ARBEITSAUFTRAG: Wiederhole aus dem nachstehenden Interview über die Folgen von Ebola wortgetreu den Abschnitt von „13.11.2018 von Tom“ bis einschließlich „(Foto: Maike Glöckner)“.

::: TEXTAUSSCHNITT

„Die Menschen kämpfen noch immer mit dem Erbe von Ebola“

13.11.2018 von Tom Leonhardt in Wissenschaft, Forschung
In Afrika gab es in den vergangenen Jahren mehrere Ebola-Ausbrüche. Über 11.200 Menschen starben an den Folgen des Virus in Westafrika. Welche Konsequenzen die Epidemien und der Umgang damit für das Vertrauen der Bevölkerung in ihre Regierungen und in das Gesundheitssystem haben, erforschen Ethnologen aus Halle und Bayreuth in einem gemeinsamen Forschungsprojekt. Im Interview mit „campus halensis“ berichten Dr. Grace Akello und Dr. Sung-Joon Park über die ersten Ergebnisse.
Grace Akello und Sung-Joon Park (re.) berichten im Interview von Ergebnissen ihres Forschungsprojektes.
Grace Akello und Sung-Joon Park (re.) berichten im Interview von Ergebnissen ihres Forschungsprojektes. (Foto: Maike Glöckner)

Im Rahmen Ihrer Forschungsarbeit waren Sie vor allem in Uganda und Sierra Leone. Sind die Epidemien dort vorüber?
Sung-Joon Park: Ein Land gilt als Ebola-frei, wenn 42 Tage lang keine Neuerkrankungen gemeldet werden. Es folgt eine 90-tägige Periode erhöhter Sicherheitsmaßnahmen. Diese kann unterschiedlich umgesetzt werden. Danach geht man davon aus, dass der Katastrophenfall beendet ist. Ob der Virus erneut ausbrechen kann, kann man schwer vorhersagen. Das sind aber eher epidemiologische Definitionen einer Ebola-Epidemie, die wir in der ersten Phase des Projektes nicht untersuchen.

::::::
::: DATENSATZ

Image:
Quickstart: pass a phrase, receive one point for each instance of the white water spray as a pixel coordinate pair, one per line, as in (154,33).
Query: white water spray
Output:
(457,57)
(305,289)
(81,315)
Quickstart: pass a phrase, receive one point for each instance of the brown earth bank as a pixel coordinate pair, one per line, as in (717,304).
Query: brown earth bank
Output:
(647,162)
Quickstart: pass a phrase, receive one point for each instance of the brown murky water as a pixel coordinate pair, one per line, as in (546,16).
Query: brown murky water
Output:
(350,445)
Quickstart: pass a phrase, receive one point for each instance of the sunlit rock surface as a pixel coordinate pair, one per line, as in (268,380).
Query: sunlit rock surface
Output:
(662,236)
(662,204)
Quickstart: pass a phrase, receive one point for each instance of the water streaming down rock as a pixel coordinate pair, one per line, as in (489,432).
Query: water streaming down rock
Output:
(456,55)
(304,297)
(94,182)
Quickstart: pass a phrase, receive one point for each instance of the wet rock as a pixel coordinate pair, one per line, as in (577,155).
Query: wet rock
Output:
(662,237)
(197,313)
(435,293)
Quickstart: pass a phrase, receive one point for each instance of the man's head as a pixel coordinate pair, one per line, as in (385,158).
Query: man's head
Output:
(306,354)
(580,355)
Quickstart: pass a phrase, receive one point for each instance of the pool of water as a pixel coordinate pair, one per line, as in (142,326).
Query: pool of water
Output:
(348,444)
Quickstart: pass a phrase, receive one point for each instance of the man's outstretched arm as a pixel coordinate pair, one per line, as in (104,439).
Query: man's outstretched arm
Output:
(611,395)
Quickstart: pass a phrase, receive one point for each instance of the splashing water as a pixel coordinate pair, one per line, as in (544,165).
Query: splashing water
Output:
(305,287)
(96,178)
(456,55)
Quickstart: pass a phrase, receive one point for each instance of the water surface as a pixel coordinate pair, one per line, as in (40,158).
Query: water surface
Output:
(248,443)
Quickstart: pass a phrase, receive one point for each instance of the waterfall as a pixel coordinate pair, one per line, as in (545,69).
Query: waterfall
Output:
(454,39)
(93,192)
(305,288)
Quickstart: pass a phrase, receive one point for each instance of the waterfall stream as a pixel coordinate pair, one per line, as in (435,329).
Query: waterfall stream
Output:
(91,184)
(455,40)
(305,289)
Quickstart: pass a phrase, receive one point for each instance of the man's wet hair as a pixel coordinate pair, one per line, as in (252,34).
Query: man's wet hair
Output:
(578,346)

::::::

ANTWORT ZUR AUFGABE:
13.11.2018 von Tom Leonhardt in Wissenschaft, Forschung
In Afrika gab es in den vergangenen Jahren mehrere Ebola-Ausbrüche. Über 11.200 Menschen starben an den Folgen des Virus in Westafrika. Welche Konsequenzen die Epidemien und der Umgang damit für das Vertrauen der Bevölkerung in ihre Regierungen und in das Gesundheitssystem haben, erforschen Ethnologen aus Halle und Bayreuth in einem gemeinsamen Forschungsprojekt. Im Interview mit „campus halensis“ berichten Dr. Grace Akello und Dr. Sung-Joon Park über die ersten Ergebnisse.
Grace Akello und Sung-Joon Park (re.) berichten im Interview von Ergebnissen ihres Forschungsprojektes.
Grace Akello und Sung-Joon Park (re.) berichten im Interview von Ergebnissen ihres Forschungsprojektes. (Foto: Maike Glöckner)